» Tareas
a – ¿En qué dos fases se divide el proceso penal según el fragmento sobre el proceso penal?
b – Prolonga el fragmento sobre el proceso penal con un nuevo texto que siga tras su última oración.

El proceso penal consta de dos fases: la de investigación y preparación del juicio, y la de celebración del juicio oral. Una y otra son encargadas a órganos jurisdiccionales distintos e independientes entre sí. Los primeros, son los Juzgados de Primera Instancia e Instrucción, que instruyen el sumario y las diligencias incoadas. Y los segundos, son los Juzgados y Tribunales penales, que tienen por misión juzgar y hacer ejecutar lo juzgado. El artículo 120 de la Constitución, dispone: “1. Las actuaciones judiciales serán públicas, con las excepciones que prevean las leyes de procedimiento. 2. El procedimiento será predominantemente oral, sobre todo en materia criminal. 3. Las sentencias serán siempre motivadas y se pronunciarán en audiencia pública”. Y respecto a la publicidad y la información en ambas fases, la Sentencia del STC 168/95, de 14 de febrero, declara: “La publicidad es el alma de la Justicia, no solo porque es la más eficaz salvaguardia del testimonio, del que asegura la veracidad gracias al control público, sino, sobre todo, porque favorece la probidad de los jueces al actuar como freno de un poder del que tan fácil es abusar”. No obstante, en la STC 30/1986, de 20 de febrero (Fundamento jurídico 5º), el Tribunal Constitucional admite la posibilidad de excepciones al principio de publicidad, como se recoge en el art. 120.1. CE, que es compatible con medidas parciales de seguridad que pueden conducir a limitar el acceso a los juicios.
Así, el artículo 299 de la Ley de Enjuiciamiento Criminal (LECrim), establece: “Constituyen el sumario las actuaciones encaminadas a preparar el juicio y diligencias practicadas para averiguar y hacer constar la perpetración de los delitos con todas las circunstancias que puedan influir en su calificación, y la culpabilidad de los delincuentes (…)”. Pero el artículo 120.1 CE prevé una excepción que se pueden oponer al principio general de la publicidad, que es la declaración por el juez o tribunal del secreto del sumario; si bien parte de la doctrina opina que nuestro ordenamiento constitucional no aclara suficientemente todos los extremos controvertidos de este particular régimen. Y la LECrim también lo recoge. El hecho de que estas actuaciones judiciales estén protegidas mediante el secreto sólo se justifica como una necesidad de preservar la investigación de los hechos delictivos y se concreta estrictamente en las diligencias sumariales.

» Datos proporcionados
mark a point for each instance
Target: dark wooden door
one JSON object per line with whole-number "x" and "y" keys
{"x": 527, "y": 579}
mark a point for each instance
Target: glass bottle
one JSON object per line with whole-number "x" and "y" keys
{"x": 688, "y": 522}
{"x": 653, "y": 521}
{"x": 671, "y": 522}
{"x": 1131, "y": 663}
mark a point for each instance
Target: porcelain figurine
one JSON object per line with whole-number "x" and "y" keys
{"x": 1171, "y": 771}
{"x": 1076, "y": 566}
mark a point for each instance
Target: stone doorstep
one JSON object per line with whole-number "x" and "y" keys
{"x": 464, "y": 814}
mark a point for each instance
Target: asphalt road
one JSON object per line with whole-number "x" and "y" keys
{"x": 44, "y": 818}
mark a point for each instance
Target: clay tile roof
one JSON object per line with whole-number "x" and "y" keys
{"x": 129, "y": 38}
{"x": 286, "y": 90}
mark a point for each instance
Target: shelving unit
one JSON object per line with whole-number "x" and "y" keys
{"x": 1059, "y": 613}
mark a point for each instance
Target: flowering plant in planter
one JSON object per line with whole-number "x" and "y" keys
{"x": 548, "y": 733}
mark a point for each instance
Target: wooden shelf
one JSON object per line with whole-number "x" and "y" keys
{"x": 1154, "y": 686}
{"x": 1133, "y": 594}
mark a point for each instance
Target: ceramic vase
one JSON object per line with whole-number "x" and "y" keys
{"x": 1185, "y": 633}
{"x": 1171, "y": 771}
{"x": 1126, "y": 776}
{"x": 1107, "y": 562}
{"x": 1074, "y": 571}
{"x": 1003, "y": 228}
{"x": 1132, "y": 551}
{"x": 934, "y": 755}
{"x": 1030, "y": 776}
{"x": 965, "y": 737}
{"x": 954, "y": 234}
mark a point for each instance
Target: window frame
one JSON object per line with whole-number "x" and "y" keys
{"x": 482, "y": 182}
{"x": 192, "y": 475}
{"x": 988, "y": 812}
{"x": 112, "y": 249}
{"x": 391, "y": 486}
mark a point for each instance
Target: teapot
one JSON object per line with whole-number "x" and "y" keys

» Respuestas por tarea
a – En la fase de investigación y preparación del juicio, y en la de celebración del juicio oral.

b –
El artículo 301 LECrim, señala: “Las diligencias del sumario serán secretas hasta que se abra el juicio oral, con las excepciones determinadas en la presente Ley (…)”. Aquí vemos cómo el juicio no es secreto, sino sólo las diligencias sumariales, excepto para las partes personadas, salvo que también se declaren secretas total o parcialmente. Pero, al abrirse el juicio oral, se levanta el secreto si antes se decretó, celebrándose el juicio en audiencia pública. Ello nos está indicando que en la primera fase de instrucción, no deberían producirse filtraciones sobre la causa; y, si se produjeran, cabría sospechar que el autor de las mismas habría que buscarlo en las partes personadas o entre los funcionarios y jueces actuantes, aunque es muy improbable que suceda por parte de estos últimos, dado que normalmente son muy celosos de guardar y velar por el sigilo profesional. De hecho, suele decirse que los jueces “hablan sólo a través de sus sentencias”. Para los casos sin restricciones, el artículo 302 LECrim, establece: “Las partes personadas podrán tomar conocimiento de las actuaciones e intervenir en todas las diligencias del procedimiento. Sin embargo, de lo dispuesto en el párrafo anterior, si el delito fuere público, podrá el Juez de instrucción (…), declararlo, mediante auto, total o parcialmente secreto para todas las partes personadas, por tiempo no superior a un mes y debiendo levantarse el secreto con diez días de antelación a la conclusión del sumario”.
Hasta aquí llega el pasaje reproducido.